■ **Records for the task**
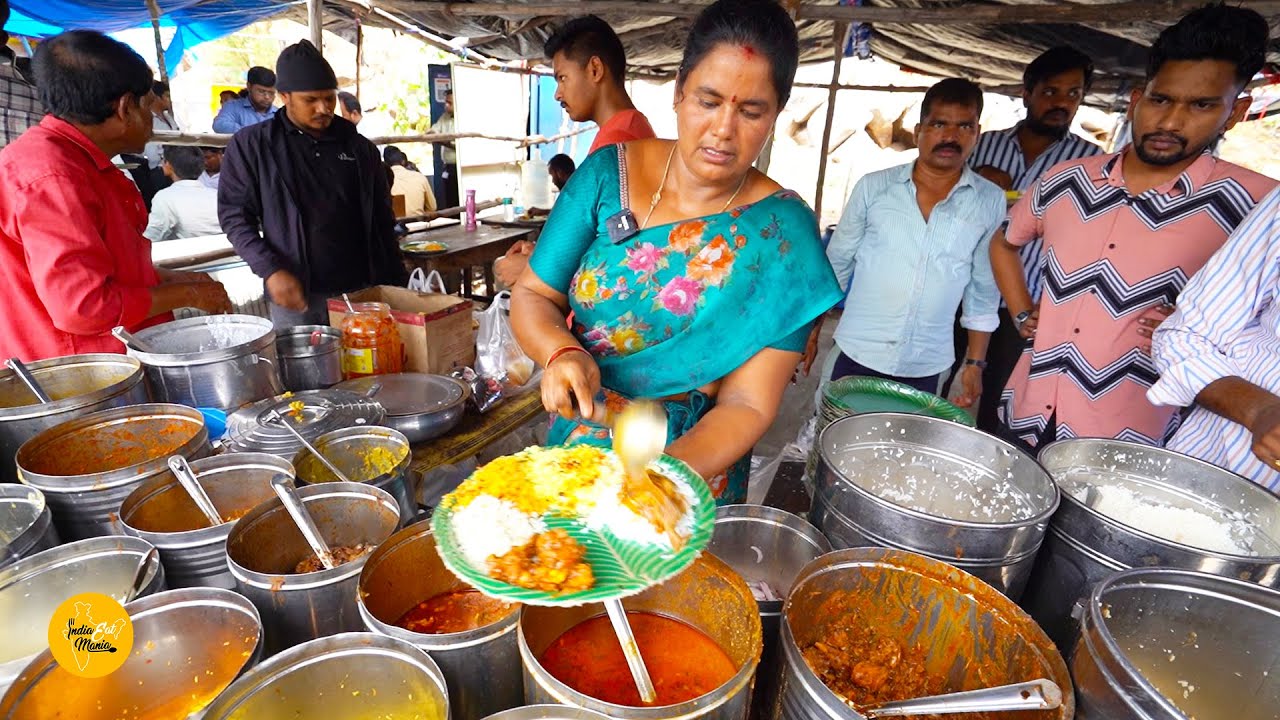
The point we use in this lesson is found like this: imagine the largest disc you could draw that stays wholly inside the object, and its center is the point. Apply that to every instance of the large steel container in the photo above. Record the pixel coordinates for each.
(972, 636)
(310, 356)
(481, 666)
(347, 677)
(88, 465)
(211, 361)
(365, 454)
(1084, 545)
(77, 384)
(708, 596)
(767, 547)
(935, 487)
(188, 646)
(161, 513)
(1169, 645)
(265, 547)
(26, 523)
(32, 588)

■ **The request**
Reproduce the records with "steel container" swapped for "metal tank" and everything else left unchanged. Omit the pictures.

■ **Complete answer**
The point we use in this lesson is found like this: imagine the largest disc you could draw that stays wholly inside the object, and its center is the point. Apply that to every instance of the large metal tank in the photo above. Record the pixel coordinates for each.
(972, 636)
(310, 356)
(481, 666)
(347, 677)
(88, 465)
(211, 361)
(365, 454)
(1084, 545)
(77, 384)
(708, 596)
(767, 547)
(935, 487)
(188, 646)
(161, 513)
(1169, 645)
(265, 547)
(26, 523)
(32, 588)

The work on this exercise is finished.